It is very obvious that the judgment in question was at least erroneous. The case of Terrell and Alexander v. Logan, 3 Hawks, 319, has established that the grantee, or those who have succeeded to all his rights under the grant, must be made a party or parties to the scire facias. The cases of Crow v. Holland, Hoyle v. Logan, and Featherston v. Mills, 4 Dev. Rep., 417, 495, and 596, have settled that a junior patentee is not, within the meaning of the act of 1798, a "person aggrieved" by the issue of an elder grant, and is, therefore, not entitled to sue out a scire facias to vacate it. But, however erroneous may be the (11) sentence, it is nevertheless the final decree of a court, and if the court had jurisdiction over the subject-matter of the decree, it must receive all the respect which it could claim if exempt from every imputation of error.

Perhaps it might be contended that the sentence was altogether null, because on the face of the proceedings it appears that all the parties necessary to give the court jurisdiction over the subject-matter were not brought before it. As this objection, however, has not been urged, and as the determination of the case does not require a decision of this point, we shall give no opinion upon it.

__Information given__.
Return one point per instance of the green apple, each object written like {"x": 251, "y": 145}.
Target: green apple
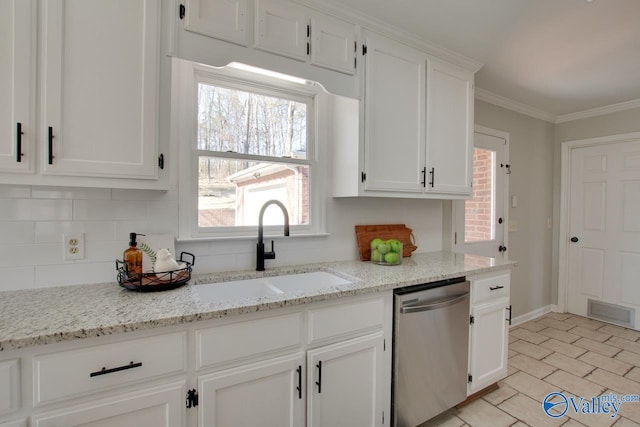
{"x": 396, "y": 245}
{"x": 384, "y": 247}
{"x": 391, "y": 258}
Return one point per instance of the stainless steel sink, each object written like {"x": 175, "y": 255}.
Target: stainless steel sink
{"x": 239, "y": 290}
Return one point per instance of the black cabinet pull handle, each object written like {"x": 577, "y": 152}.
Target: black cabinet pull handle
{"x": 51, "y": 156}
{"x": 319, "y": 382}
{"x": 19, "y": 134}
{"x": 105, "y": 371}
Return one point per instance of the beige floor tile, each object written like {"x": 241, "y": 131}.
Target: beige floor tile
{"x": 590, "y": 333}
{"x": 621, "y": 332}
{"x": 560, "y": 335}
{"x": 529, "y": 385}
{"x": 607, "y": 363}
{"x": 524, "y": 334}
{"x": 557, "y": 324}
{"x": 498, "y": 396}
{"x": 528, "y": 410}
{"x": 573, "y": 384}
{"x": 624, "y": 344}
{"x": 564, "y": 348}
{"x": 598, "y": 347}
{"x": 534, "y": 327}
{"x": 634, "y": 374}
{"x": 623, "y": 422}
{"x": 558, "y": 316}
{"x": 569, "y": 364}
{"x": 446, "y": 419}
{"x": 531, "y": 366}
{"x": 629, "y": 357}
{"x": 530, "y": 350}
{"x": 613, "y": 381}
{"x": 586, "y": 322}
{"x": 481, "y": 413}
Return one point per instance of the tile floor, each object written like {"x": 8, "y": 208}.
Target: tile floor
{"x": 558, "y": 352}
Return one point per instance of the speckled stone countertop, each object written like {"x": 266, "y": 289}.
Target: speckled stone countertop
{"x": 42, "y": 316}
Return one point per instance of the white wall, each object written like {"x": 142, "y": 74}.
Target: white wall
{"x": 531, "y": 159}
{"x": 32, "y": 220}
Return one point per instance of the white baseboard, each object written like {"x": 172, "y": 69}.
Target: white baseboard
{"x": 533, "y": 314}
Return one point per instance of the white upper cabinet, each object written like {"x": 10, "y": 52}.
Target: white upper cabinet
{"x": 333, "y": 44}
{"x": 449, "y": 128}
{"x": 282, "y": 28}
{"x": 394, "y": 116}
{"x": 418, "y": 127}
{"x": 99, "y": 88}
{"x": 222, "y": 19}
{"x": 17, "y": 72}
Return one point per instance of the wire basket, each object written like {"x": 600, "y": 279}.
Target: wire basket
{"x": 152, "y": 281}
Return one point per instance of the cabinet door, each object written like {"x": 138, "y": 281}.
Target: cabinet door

__Tasks to carry out__.
1. According to the court opinion, which case established that the grantee must be made a party to the scire facias?
2. Rewrite the court opinion from the words "It is very obvious" through the words "imputation of error.", swapping "jurisdiction" for "authority".
The data plays no part in this.

__Answer set__.
1. Terrell and Alexander v. Logan, 3 Hawks, 319.

2.
It is very obvious that the judgment in question was at least erroneous. The case of Terrell and Alexander v. Logan, 3 Hawks, 319, has established that the grantee, or those who have succeeded to all his rights under the grant, must be made a party or parties to the scire facias. The cases of Crow v. Holland, Hoyle v. Logan, and Featherston v. Mills, 4 Dev. Rep., 417, 495, and 596, have settled that a junior patentee is not, within the meaning of the act of 1798, a "person aggrieved" by the issue of an elder grant, and is, therefore, not entitled to sue out a scire facias to vacate it. But, however erroneous may be the (11) sentence, it is nevertheless the final decree of a court, and if the court had authority over the subject-matter of the decree, it must receive all the respect which it could claim if exempt from every imputation of error.